* Teks Sumber

*****

Namun, kemajuan ini menjadi ironis ketika tidak diimbangi dengan kemajuan cara berpikir.
Badan PBB untuk pemukiman, UN-Habitat, dalam laporannya seringkali menekankan bahwa kualitas hidup di perkotaan sangat bergantung pada kualitas ruang publik yang dapat diakses secara adil (INRIX. (2022).
Ketika jalanan yang seharusnya menjadi arteri kehidupan kota justru tersumbat oleh properti pribadi yang "diparkir", kita secara kolektif sedang menurunkan kualitas hidup kita sendiri.
Masalahnya kini bukan lagi "di mana harus parkir?", melainkan "sudah benarkah pemahaman kita tentang hak dan ruang bersama?".
Merampas hak dan keadilan ruang
Jalanan di depan rumah kita, sejatinya, bukanlah perpanjangan dari properti pribadi kita. Ia adalah ruang publik.
Seperti yang digagas dalam disertasi Muzwar Irawan (2014) berjudul “Makna Ruang Publik Kota (Studi Kasus: Lapangan Karebosi di Kota Makassar)” yang dimuat di jurnal Nalars, 13(1), ruang publik bukanlah sekadar ruang fisik yang kosong, melainkan arena kultural dan politik tempat hak-hak warga bertemu dan bernegosiasi.
Ketika mobil diparkir permanen di badan jalan, pemiliknya secara sepihak telah mengklaim hak yang bukan miliknya.

*****

* Data Tersimpan
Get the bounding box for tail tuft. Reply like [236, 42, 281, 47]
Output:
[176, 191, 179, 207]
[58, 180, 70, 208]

*****

* Petunjuk
Tuliskan kembali bagian teks sumber antara "Ketika jalanan yang" dan "yang bukan miliknya.", termasuk kedua ujungnya. Ganti "mobil" dengan "kendaraan".

* Hasil Latihan
Ketika jalanan yang seharusnya menjadi arteri kehidupan kota justru tersumbat oleh properti pribadi yang "diparkir", kita secara kolektif sedang menurunkan kualitas hidup kita sendiri.
Masalahnya kini bukan lagi "di mana harus parkir?", melainkan "sudah benarkah pemahaman kita tentang hak dan ruang bersama?".
Merampas hak dan keadilan ruang
Jalanan di depan rumah kita, sejatinya, bukanlah perpanjangan dari properti pribadi kita. Ia adalah ruang publik.
Seperti yang digagas dalam disertasi Muzwar Irawan (2014) berjudul “Makna Ruang Publik Kota (Studi Kasus: Lapangan Karebosi di Kota Makassar)” yang dimuat di jurnal Nalars, 13(1), ruang publik bukanlah sekadar ruang fisik yang kosong, melainkan arena kultural dan politik tempat hak-hak warga bertemu dan bernegosiasi.
Ketika kendaraan diparkir permanen di badan jalan, pemiliknya secara sepihak telah mengklaim hak yang bukan miliknya.